* _Teks_:
************

Metamorfosis Teror di Candi Borobudur
Tepat 21 Januari, 35 tahun silam, peristiwa memalukan tercatat dalam buku sejarah bangsa. Candi Borobudur, mahakarya Dinasti Syailendra, salah satu keajaiban dunia, dibom. Kini, benarkah warisan budaya itu telah aman?
Tepat 21 Januari, 35 tahun silam, peristiwa memalukan tercatat dalam sejarah. Candi Borobudur, mahakarya Dinasti Syailendra yang menjadi salah satu keajaiban dunia, dibom. Kini, benarkah warisan arkeologi itu sepenuhnya aman?
Senin, 21 Januari 1985, Wahyuno (66) terkejut saat dihentikan polisi sekitar 200 meter dari gerbang masuk kompleks Borobudur di Kabupaten Magelang, Jawa Tengah. Semua orang dilarang mendekat. Polisi dan tentara lalu lalang, menjaga area itu.

************

Baris dari dataset pelabelan kotak
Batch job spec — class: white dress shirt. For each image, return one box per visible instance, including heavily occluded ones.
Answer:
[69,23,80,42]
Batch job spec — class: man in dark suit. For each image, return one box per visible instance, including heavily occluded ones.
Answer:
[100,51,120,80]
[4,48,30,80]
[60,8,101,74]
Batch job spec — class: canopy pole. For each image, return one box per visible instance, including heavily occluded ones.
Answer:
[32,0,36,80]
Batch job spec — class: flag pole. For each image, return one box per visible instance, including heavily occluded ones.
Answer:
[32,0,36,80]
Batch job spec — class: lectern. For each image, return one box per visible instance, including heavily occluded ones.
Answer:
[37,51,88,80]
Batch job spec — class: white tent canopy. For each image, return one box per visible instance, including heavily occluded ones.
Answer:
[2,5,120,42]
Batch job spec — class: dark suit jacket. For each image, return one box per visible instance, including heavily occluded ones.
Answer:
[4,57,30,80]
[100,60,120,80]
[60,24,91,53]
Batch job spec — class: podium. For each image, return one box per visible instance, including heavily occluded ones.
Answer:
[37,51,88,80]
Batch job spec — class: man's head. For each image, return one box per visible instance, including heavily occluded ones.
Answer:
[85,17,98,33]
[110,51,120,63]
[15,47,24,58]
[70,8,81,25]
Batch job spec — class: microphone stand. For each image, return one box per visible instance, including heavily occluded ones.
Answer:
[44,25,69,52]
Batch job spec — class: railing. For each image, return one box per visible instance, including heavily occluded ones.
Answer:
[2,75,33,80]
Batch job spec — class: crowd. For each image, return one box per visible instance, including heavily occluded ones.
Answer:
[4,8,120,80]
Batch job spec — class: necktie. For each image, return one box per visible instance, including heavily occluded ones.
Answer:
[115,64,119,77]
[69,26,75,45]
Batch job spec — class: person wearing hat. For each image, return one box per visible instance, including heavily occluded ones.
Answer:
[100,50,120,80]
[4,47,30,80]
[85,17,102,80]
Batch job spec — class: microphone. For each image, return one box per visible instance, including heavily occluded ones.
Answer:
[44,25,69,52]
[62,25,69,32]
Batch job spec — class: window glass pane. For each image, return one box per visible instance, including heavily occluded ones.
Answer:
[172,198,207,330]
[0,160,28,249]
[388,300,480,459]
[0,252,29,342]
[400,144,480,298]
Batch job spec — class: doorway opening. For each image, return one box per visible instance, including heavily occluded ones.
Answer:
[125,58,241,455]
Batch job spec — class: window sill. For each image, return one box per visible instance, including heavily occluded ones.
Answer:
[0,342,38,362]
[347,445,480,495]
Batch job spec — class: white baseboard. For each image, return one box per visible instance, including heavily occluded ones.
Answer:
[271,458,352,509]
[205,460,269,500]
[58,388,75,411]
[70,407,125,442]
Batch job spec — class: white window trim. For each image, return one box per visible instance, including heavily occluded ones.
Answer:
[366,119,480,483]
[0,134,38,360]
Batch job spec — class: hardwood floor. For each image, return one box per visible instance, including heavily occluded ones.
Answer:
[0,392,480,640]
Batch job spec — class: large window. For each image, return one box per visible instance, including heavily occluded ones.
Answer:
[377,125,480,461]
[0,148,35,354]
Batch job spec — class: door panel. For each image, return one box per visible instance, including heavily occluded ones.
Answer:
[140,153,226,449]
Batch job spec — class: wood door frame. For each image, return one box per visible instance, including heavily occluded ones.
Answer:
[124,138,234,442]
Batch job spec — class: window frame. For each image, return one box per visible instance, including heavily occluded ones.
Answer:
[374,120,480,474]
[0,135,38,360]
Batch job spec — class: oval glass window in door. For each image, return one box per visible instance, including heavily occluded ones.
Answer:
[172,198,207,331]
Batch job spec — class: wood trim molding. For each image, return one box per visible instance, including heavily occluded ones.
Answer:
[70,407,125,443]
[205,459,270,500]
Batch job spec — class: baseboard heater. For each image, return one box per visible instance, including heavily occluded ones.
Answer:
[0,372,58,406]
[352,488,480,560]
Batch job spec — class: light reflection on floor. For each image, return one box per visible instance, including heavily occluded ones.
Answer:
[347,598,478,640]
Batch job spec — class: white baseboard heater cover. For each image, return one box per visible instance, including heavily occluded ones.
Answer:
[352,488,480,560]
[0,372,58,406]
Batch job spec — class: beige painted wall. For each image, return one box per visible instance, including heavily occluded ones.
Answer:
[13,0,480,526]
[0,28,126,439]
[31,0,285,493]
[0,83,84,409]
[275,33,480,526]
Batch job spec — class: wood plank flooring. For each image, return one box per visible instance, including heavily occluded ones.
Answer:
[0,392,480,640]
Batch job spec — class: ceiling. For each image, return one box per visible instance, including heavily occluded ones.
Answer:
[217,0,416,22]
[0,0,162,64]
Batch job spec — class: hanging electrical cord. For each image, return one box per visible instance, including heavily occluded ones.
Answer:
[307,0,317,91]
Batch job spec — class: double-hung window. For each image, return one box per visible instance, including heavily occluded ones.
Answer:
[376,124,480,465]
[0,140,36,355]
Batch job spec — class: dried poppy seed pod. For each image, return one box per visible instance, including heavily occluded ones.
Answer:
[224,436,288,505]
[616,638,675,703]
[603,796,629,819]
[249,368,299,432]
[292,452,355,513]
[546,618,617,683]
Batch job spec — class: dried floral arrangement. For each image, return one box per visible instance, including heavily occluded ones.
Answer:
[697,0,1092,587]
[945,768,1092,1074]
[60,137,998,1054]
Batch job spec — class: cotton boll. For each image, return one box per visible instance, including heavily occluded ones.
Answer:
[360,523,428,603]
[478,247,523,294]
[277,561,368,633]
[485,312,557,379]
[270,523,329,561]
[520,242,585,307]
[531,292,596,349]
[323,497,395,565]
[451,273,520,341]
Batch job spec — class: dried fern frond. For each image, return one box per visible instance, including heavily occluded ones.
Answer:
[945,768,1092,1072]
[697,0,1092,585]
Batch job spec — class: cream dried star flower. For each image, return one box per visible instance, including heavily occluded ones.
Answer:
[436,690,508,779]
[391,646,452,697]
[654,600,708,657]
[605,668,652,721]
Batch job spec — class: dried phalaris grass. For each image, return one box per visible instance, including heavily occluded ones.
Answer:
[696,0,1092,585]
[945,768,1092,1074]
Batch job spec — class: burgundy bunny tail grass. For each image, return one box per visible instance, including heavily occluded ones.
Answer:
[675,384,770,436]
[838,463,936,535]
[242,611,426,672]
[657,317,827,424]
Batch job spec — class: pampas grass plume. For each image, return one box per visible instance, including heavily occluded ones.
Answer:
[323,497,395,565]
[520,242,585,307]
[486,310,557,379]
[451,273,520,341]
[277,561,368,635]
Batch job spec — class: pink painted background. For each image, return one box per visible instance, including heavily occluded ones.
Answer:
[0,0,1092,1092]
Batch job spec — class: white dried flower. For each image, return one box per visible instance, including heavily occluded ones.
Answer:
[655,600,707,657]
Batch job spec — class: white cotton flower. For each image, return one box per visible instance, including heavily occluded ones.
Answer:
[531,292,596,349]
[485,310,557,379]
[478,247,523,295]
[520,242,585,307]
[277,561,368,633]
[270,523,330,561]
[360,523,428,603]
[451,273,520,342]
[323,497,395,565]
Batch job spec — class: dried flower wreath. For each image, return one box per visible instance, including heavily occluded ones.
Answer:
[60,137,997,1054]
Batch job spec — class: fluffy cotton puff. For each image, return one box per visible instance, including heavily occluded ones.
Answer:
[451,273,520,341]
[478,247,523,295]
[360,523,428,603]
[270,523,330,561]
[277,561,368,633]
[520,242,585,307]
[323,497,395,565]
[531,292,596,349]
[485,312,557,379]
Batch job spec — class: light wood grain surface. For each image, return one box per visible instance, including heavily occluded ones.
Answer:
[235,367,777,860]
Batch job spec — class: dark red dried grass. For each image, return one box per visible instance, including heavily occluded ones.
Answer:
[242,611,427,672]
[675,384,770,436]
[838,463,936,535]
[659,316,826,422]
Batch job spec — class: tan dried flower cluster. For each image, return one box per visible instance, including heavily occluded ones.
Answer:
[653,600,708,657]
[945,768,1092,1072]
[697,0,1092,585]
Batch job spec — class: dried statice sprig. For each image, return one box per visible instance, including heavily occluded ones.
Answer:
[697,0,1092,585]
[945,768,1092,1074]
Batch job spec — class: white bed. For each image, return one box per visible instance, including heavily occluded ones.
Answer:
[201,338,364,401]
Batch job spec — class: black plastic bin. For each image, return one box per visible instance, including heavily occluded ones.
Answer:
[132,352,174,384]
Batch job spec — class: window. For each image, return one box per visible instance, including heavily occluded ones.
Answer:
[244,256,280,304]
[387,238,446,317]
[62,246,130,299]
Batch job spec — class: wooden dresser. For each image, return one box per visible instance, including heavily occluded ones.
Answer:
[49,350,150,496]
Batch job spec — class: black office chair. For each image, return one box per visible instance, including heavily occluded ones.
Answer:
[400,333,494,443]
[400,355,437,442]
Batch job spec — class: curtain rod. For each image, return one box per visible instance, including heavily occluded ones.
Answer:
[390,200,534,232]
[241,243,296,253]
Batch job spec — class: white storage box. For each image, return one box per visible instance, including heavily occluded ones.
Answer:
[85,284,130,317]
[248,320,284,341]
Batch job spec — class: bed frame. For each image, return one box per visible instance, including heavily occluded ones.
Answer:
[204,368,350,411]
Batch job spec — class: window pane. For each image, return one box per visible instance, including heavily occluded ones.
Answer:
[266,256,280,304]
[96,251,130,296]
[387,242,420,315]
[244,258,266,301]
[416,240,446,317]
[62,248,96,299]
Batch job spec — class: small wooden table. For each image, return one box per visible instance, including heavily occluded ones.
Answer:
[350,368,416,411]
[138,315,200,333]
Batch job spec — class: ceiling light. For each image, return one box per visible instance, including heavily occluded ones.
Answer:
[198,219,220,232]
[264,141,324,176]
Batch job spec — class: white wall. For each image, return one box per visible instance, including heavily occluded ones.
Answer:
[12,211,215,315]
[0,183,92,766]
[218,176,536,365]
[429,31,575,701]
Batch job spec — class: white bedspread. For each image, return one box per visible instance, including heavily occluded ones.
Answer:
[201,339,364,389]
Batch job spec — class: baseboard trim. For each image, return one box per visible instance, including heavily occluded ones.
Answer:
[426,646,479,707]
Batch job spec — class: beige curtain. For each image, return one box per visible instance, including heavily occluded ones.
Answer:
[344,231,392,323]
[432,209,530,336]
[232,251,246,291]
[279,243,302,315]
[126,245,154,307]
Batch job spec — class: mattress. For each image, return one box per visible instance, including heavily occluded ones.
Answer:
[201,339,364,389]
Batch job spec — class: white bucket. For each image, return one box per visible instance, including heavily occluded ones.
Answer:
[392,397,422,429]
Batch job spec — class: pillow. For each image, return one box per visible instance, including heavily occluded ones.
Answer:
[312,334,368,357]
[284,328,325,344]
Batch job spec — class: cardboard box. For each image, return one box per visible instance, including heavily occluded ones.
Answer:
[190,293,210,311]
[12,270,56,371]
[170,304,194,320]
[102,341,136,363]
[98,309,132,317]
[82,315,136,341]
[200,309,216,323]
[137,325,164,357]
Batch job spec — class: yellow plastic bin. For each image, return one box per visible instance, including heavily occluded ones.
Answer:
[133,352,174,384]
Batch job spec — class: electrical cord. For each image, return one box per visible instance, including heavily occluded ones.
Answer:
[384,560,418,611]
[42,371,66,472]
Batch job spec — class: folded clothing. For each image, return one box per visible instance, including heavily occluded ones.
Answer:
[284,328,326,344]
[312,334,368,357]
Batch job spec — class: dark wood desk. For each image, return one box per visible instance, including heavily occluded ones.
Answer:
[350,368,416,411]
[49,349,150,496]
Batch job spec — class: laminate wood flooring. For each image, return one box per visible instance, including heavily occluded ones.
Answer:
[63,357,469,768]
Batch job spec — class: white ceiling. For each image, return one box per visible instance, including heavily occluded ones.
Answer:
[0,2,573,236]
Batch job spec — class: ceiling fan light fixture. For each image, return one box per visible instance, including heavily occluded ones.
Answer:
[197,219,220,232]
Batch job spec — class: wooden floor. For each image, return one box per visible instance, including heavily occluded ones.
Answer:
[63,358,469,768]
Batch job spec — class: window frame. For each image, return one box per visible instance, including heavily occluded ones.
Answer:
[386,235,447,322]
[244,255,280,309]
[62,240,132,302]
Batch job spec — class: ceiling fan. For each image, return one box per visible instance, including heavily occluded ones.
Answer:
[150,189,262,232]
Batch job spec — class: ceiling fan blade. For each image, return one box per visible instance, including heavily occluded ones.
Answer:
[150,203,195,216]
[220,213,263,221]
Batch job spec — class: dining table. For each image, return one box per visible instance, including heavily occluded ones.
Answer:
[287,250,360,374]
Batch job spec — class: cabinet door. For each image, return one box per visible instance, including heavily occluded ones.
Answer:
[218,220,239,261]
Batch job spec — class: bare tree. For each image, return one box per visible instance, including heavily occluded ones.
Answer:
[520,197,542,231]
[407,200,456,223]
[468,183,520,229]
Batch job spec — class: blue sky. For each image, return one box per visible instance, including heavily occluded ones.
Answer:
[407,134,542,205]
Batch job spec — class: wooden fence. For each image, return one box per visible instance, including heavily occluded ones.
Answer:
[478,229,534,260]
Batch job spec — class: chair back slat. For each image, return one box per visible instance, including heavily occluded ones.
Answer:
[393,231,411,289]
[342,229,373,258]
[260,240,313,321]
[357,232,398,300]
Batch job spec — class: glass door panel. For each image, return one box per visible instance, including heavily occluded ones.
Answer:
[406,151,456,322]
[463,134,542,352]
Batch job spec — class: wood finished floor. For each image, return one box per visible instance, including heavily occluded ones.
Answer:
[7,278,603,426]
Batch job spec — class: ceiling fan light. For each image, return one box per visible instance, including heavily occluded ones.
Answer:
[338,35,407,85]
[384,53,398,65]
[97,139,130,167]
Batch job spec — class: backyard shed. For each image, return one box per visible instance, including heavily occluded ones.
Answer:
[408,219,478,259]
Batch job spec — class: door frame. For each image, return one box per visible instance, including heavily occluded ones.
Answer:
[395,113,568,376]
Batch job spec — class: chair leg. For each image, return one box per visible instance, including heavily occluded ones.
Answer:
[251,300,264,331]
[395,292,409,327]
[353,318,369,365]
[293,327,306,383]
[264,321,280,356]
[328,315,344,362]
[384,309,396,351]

************

* _Soal dan Tugas_:
#1 Menurut teks tentang teror di Candi Borobudur, pada jarak berapa dari gerbang masuk kompleks Borobudur Wahyuno dihentikan polisi?
#2 Salin tanpa perubahan bagian teks tentang teror di Candi Borobudur dari "Senin, 21 Januari" sampai "menjaga area itu.".

* _Jawaban_:
#1 Sekitar 200 meter.

#2
Senin, 21 Januari 1985, Wahyuno (66) terkejut saat dihentikan polisi sekitar 200 meter dari gerbang masuk kompleks Borobudur di Kabupaten Magelang, Jawa Tengah. Semua orang dilarang mendekat. Polisi dan tentara lalu lalang, menjaga area itu.